[Stated task]:
Can you copy the data below line for line, without changing anything, and leave out any pictures?

[The records]:
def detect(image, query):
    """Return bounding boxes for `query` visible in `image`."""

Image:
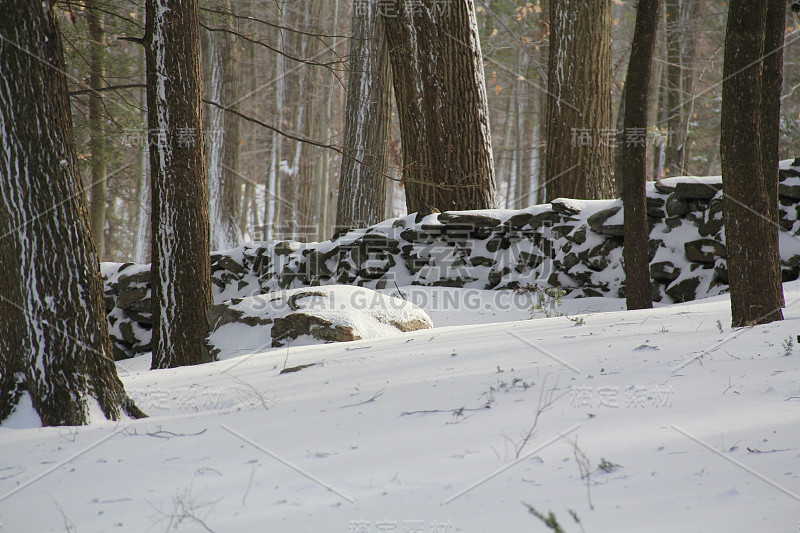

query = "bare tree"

[336,1,391,228]
[144,0,212,368]
[380,0,495,212]
[720,0,783,327]
[618,0,658,309]
[545,0,615,200]
[0,2,144,426]
[86,1,108,261]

[Written response]:
def detect(image, query):
    """Return bounding boxes for `query` visible in `image`."""

Image:

query = "bare tree"

[336,1,391,228]
[144,0,212,368]
[380,0,495,212]
[720,0,783,327]
[618,0,658,309]
[545,0,615,200]
[0,2,144,426]
[86,1,108,261]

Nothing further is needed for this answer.